> _Text passage_
-*-

For business objectives that are critical enough to require Tier III or IV facilities, Uptime Institute recommends a minimum of one to two qualified operators on site 24 hours per day, 7 days per week, 365 days per year (24 x 7). Some facilities feel that having operators on site only during normal business hours is adequate, but they are running at a higher risk the rest of the time. Even with outstanding on-call and escalation procedures, emergencies may intensify quickly in the time it takes an operator to get to the site.
Increased automation within critical facilities causes some to believe it appropriate to operate as a “Lights Out” facility. However, there is an increased risk to the facility any time there is not a qualified operator on site to react to an emergency. While a highly automated building may be able to make a correction autonomously from a single fault, those single faults often cascade and require a human operator to step in and make a correction.
The value of having qualified personnel on site is reflected in Figure 5, which shows the percentage of data center saves (incident avoidance) based on the AIRs database.

-*-

> _Task to carry out_
Condense the paragraph beginning "Increased automation within critical facilities" from the passage on data center staffing into a short bulleted list that keeps its main facts.

> _Dataset excerpts_
-*-

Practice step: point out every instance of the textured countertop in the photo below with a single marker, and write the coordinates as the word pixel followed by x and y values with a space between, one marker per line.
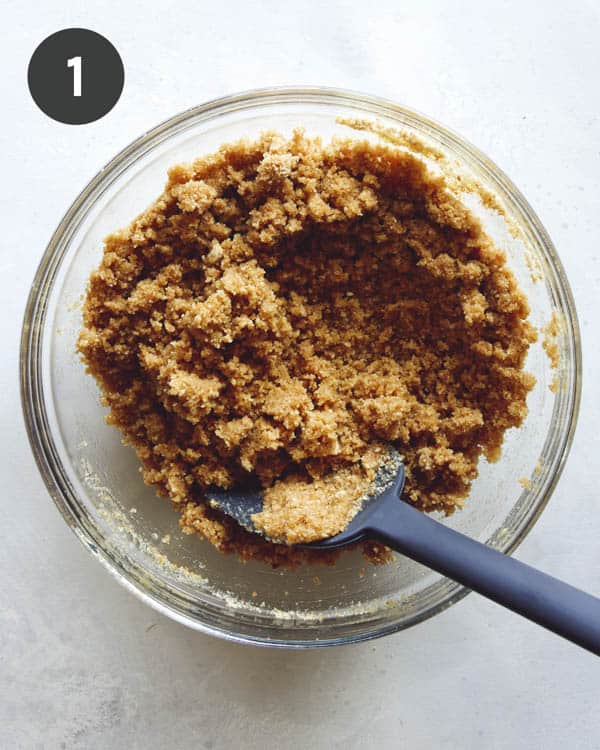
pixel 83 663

-*-

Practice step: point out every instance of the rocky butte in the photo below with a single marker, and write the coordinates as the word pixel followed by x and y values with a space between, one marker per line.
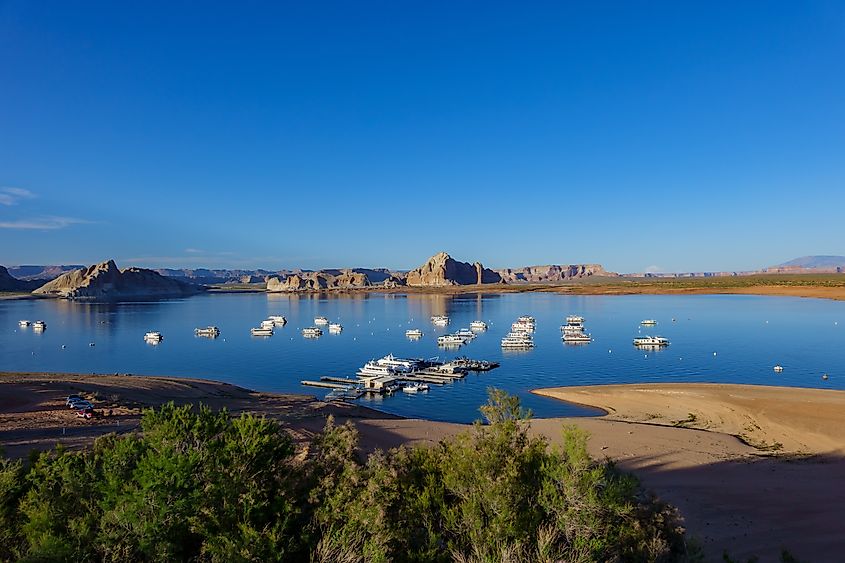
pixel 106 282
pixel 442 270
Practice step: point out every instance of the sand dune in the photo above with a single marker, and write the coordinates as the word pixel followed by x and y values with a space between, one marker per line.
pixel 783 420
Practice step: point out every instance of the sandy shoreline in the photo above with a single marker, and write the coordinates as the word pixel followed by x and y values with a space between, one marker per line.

-*-

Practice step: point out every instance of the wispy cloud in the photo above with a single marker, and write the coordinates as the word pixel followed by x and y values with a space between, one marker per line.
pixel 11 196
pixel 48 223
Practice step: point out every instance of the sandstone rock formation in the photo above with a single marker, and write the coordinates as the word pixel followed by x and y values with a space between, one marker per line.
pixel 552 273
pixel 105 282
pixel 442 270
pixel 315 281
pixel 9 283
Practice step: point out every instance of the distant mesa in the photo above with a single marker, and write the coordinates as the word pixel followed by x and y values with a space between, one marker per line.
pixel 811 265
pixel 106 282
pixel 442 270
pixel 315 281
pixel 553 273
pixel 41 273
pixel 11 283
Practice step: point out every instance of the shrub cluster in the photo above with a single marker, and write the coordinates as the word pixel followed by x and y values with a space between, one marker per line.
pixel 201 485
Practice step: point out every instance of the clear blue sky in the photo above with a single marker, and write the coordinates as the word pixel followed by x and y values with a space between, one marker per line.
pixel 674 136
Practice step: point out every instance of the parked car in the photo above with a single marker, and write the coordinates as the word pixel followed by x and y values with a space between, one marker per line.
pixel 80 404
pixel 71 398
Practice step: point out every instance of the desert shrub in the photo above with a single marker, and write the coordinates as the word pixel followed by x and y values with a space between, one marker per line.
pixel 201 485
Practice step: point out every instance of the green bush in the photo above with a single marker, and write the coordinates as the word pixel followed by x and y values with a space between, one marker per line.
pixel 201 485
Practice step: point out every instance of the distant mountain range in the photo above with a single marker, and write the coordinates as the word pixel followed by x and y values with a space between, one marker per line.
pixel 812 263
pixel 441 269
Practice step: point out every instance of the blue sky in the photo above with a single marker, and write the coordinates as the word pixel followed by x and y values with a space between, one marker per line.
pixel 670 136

-*-

> _Reply to the task_
- Because critical facilities are increasingly automated, some consider it appropriate to run them as "Lights Out" facilities.
- Risk to the facility rises whenever no qualified operator is on site to respond to an emergency.
- A highly automated building may correct a single fault on its own, but single faults often cascade and need a human operator to step in.